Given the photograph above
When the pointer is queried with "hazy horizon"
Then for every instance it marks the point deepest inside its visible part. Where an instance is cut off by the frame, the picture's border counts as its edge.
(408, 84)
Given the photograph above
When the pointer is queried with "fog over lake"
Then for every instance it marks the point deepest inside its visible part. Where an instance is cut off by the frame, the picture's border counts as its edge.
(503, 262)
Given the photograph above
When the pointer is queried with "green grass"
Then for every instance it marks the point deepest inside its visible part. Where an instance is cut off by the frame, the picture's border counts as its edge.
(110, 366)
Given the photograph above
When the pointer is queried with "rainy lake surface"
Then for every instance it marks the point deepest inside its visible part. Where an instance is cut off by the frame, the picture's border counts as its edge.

- - - - - - -

What is being asked:
State how many lines in the records above contain the word "lake". Reply with the number only.

Completed task:
2